Data shown —
*-*-*

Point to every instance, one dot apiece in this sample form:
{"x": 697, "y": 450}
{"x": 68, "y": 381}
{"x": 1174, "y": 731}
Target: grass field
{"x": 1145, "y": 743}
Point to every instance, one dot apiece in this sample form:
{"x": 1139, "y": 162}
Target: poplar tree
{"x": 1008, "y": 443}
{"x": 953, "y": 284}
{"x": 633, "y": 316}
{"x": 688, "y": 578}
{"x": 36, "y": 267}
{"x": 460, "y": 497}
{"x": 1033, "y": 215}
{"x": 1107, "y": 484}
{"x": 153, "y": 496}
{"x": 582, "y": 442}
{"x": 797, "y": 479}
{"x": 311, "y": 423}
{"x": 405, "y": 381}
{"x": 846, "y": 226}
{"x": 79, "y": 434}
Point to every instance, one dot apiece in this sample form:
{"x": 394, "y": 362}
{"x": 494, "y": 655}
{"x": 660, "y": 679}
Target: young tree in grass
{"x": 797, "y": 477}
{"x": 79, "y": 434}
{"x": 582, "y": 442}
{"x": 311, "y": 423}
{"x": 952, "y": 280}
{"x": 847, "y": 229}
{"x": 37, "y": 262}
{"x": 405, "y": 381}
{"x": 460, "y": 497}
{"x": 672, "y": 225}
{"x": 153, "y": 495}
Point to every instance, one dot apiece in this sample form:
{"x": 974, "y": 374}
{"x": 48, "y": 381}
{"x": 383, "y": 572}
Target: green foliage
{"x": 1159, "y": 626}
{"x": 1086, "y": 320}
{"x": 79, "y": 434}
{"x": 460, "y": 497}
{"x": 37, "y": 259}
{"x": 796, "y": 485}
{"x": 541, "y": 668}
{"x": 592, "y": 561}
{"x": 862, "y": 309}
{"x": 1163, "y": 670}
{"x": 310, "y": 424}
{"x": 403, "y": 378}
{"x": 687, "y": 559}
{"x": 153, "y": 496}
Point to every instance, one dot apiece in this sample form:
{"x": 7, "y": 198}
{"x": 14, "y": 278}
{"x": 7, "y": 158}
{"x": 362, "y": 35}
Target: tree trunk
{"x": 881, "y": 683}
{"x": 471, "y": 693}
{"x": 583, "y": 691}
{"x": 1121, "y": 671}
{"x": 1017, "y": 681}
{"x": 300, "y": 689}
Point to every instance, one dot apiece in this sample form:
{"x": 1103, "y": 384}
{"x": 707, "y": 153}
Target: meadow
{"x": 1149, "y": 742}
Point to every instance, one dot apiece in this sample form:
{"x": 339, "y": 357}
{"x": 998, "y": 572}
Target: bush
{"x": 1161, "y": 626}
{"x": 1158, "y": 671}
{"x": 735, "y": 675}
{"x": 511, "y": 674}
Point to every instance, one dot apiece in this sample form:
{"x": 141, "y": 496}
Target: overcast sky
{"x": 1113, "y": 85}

*-*-*

Activity — Taking the listing above, write all of it out exactly.

Finished exercise —
Point to every instance, one dot apiece in this sample form:
{"x": 697, "y": 450}
{"x": 68, "y": 381}
{"x": 1174, "y": 731}
Target: grass field
{"x": 1145, "y": 743}
Point to every instance, one dot apiece in this sample form:
{"x": 1139, "y": 162}
Target: poplar tree
{"x": 1008, "y": 443}
{"x": 953, "y": 284}
{"x": 633, "y": 316}
{"x": 688, "y": 578}
{"x": 36, "y": 267}
{"x": 460, "y": 497}
{"x": 1033, "y": 215}
{"x": 1107, "y": 484}
{"x": 153, "y": 496}
{"x": 582, "y": 442}
{"x": 797, "y": 479}
{"x": 311, "y": 423}
{"x": 405, "y": 381}
{"x": 846, "y": 226}
{"x": 79, "y": 434}
Point to every instance, one dot apiece in this sample form:
{"x": 394, "y": 362}
{"x": 494, "y": 655}
{"x": 660, "y": 679}
Target: young tree in grass
{"x": 797, "y": 477}
{"x": 79, "y": 434}
{"x": 582, "y": 442}
{"x": 311, "y": 423}
{"x": 952, "y": 280}
{"x": 847, "y": 229}
{"x": 37, "y": 262}
{"x": 405, "y": 381}
{"x": 460, "y": 497}
{"x": 672, "y": 225}
{"x": 153, "y": 495}
Point to every instance, one dot apiece in this sample form:
{"x": 974, "y": 374}
{"x": 48, "y": 381}
{"x": 383, "y": 572}
Target: green foliage
{"x": 1159, "y": 626}
{"x": 1086, "y": 320}
{"x": 79, "y": 434}
{"x": 460, "y": 497}
{"x": 37, "y": 259}
{"x": 796, "y": 485}
{"x": 541, "y": 668}
{"x": 592, "y": 561}
{"x": 862, "y": 309}
{"x": 1163, "y": 670}
{"x": 310, "y": 424}
{"x": 403, "y": 378}
{"x": 687, "y": 559}
{"x": 153, "y": 496}
Point to every instance, one dot apiece in this sample form:
{"x": 7, "y": 198}
{"x": 14, "y": 278}
{"x": 7, "y": 158}
{"x": 362, "y": 35}
Target: tree trunk
{"x": 881, "y": 683}
{"x": 471, "y": 693}
{"x": 583, "y": 691}
{"x": 1121, "y": 671}
{"x": 1017, "y": 681}
{"x": 300, "y": 689}
Point to every instance, one dot apiece in this sample form:
{"x": 1103, "y": 384}
{"x": 707, "y": 153}
Target: meadow
{"x": 1149, "y": 742}
Point to every instance, one dot apiece in this sample form:
{"x": 339, "y": 357}
{"x": 998, "y": 572}
Target: bush
{"x": 1161, "y": 626}
{"x": 1158, "y": 671}
{"x": 735, "y": 675}
{"x": 511, "y": 674}
Point to every instance, one dot apiece in this sample form:
{"x": 141, "y": 496}
Target: overcast sky
{"x": 1113, "y": 85}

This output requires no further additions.